>>>>>

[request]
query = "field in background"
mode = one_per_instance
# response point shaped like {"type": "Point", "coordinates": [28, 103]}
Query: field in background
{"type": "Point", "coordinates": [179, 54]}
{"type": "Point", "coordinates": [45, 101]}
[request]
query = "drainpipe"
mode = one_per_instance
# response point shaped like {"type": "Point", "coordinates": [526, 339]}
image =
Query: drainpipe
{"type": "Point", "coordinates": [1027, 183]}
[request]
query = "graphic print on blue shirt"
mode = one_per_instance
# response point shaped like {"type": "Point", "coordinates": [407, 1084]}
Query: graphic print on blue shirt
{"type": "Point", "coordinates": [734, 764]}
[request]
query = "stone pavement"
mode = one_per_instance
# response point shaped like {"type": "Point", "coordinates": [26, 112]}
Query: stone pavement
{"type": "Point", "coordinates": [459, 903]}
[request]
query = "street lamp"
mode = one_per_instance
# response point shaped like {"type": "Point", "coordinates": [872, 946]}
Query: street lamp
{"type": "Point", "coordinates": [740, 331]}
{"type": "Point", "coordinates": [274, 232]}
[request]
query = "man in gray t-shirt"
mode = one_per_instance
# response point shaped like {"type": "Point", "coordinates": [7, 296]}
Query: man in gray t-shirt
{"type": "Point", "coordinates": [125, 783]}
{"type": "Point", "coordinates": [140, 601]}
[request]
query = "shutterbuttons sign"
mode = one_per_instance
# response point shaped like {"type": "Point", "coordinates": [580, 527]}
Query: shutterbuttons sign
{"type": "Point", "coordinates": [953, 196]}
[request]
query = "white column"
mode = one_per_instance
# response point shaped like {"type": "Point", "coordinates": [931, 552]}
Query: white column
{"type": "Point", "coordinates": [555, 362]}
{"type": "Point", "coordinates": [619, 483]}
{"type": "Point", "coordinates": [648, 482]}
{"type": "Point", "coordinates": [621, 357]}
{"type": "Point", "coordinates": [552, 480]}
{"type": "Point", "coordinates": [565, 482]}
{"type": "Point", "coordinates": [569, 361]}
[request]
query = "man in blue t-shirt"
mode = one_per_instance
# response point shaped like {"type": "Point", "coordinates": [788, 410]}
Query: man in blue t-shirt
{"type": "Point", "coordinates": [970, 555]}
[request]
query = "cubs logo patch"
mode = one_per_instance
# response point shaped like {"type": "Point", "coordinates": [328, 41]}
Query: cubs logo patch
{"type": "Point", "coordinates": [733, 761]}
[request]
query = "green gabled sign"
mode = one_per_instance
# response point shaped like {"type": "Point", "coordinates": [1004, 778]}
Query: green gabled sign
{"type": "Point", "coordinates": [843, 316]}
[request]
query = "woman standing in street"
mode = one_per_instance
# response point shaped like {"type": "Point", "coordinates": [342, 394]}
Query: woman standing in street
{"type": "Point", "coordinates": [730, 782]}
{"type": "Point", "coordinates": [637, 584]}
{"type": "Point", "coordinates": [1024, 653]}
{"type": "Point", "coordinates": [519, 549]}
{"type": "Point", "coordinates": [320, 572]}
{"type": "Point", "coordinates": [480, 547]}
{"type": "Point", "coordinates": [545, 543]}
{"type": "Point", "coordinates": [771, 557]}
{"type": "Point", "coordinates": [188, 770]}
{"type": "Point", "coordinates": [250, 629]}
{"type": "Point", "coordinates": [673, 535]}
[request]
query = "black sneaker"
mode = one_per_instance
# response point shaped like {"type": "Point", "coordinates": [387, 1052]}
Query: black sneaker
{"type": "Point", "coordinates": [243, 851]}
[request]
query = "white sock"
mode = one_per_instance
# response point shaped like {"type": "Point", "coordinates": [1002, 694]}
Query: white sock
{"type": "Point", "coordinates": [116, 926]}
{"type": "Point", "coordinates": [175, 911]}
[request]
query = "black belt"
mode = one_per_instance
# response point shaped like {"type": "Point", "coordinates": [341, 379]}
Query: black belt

<<<<<

#### [EXERCISE INSTRUCTIONS]
Write the listing out again, matching every line exactly.

#### [RESPONSE BOX]
[request]
query = "field in background"
mode = one_per_instance
# response point shaped like {"type": "Point", "coordinates": [28, 103]}
Query: field in background
{"type": "Point", "coordinates": [179, 54]}
{"type": "Point", "coordinates": [45, 101]}
[request]
query = "drainpipe"
mode = one_per_instance
# response point shaped like {"type": "Point", "coordinates": [526, 339]}
image =
Query: drainpipe
{"type": "Point", "coordinates": [1027, 183]}
[request]
query = "graphic print on blue shirt"
mode = one_per_instance
# response point shaped like {"type": "Point", "coordinates": [407, 1084]}
Query: graphic print on blue shirt
{"type": "Point", "coordinates": [734, 764]}
[request]
query = "stone pavement"
mode = one_per_instance
# response point shaped like {"type": "Point", "coordinates": [26, 112]}
Query: stone pavement
{"type": "Point", "coordinates": [459, 903]}
[request]
query = "street lamp"
mode = one_per_instance
# response point shaped like {"type": "Point", "coordinates": [872, 946]}
Query: street lamp
{"type": "Point", "coordinates": [740, 331]}
{"type": "Point", "coordinates": [274, 232]}
[request]
query = "man in gray t-shirt"
mode = one_per_instance
# response point shaped like {"type": "Point", "coordinates": [7, 296]}
Query: man in gray t-shirt
{"type": "Point", "coordinates": [125, 783]}
{"type": "Point", "coordinates": [140, 601]}
[request]
query = "shutterbuttons sign"
mode = one_per_instance
# response point shaped like {"type": "Point", "coordinates": [580, 527]}
Query: shutterbuttons sign
{"type": "Point", "coordinates": [953, 196]}
[request]
query = "white column"
mode = one_per_instance
# response point shaped like {"type": "Point", "coordinates": [931, 552]}
Query: white column
{"type": "Point", "coordinates": [555, 362]}
{"type": "Point", "coordinates": [619, 483]}
{"type": "Point", "coordinates": [648, 482]}
{"type": "Point", "coordinates": [621, 357]}
{"type": "Point", "coordinates": [552, 480]}
{"type": "Point", "coordinates": [565, 482]}
{"type": "Point", "coordinates": [569, 361]}
[request]
query = "man in blue t-shirt"
mode = one_per_instance
# response point shaped like {"type": "Point", "coordinates": [788, 410]}
Query: man in blue t-shirt
{"type": "Point", "coordinates": [970, 555]}
[request]
query = "cubs logo patch"
mode = one_per_instance
# response point shaped like {"type": "Point", "coordinates": [328, 41]}
Query: cubs logo patch
{"type": "Point", "coordinates": [733, 761]}
[request]
query = "green gabled sign"
mode = one_per_instance
# response point shaped like {"type": "Point", "coordinates": [1004, 778]}
Query: green gabled sign
{"type": "Point", "coordinates": [843, 316]}
[request]
query = "woman standing in street"
mode = one_per_instance
# response point shaped like {"type": "Point", "coordinates": [342, 394]}
Query: woman standing in street
{"type": "Point", "coordinates": [730, 782]}
{"type": "Point", "coordinates": [637, 584]}
{"type": "Point", "coordinates": [1024, 653]}
{"type": "Point", "coordinates": [519, 549]}
{"type": "Point", "coordinates": [320, 572]}
{"type": "Point", "coordinates": [480, 547]}
{"type": "Point", "coordinates": [545, 543]}
{"type": "Point", "coordinates": [771, 557]}
{"type": "Point", "coordinates": [188, 770]}
{"type": "Point", "coordinates": [250, 629]}
{"type": "Point", "coordinates": [673, 535]}
[request]
query = "black sneaker"
mode = one_per_instance
# response point shaped like {"type": "Point", "coordinates": [387, 1052]}
Query: black sneaker
{"type": "Point", "coordinates": [243, 851]}
[request]
query = "white sock"
mode = one_per_instance
# response point shaped like {"type": "Point", "coordinates": [1002, 694]}
Query: white sock
{"type": "Point", "coordinates": [116, 926]}
{"type": "Point", "coordinates": [175, 911]}
[request]
query = "black belt"
mode = one_per_instance
# response point shaped like {"type": "Point", "coordinates": [341, 379]}
Query: black belt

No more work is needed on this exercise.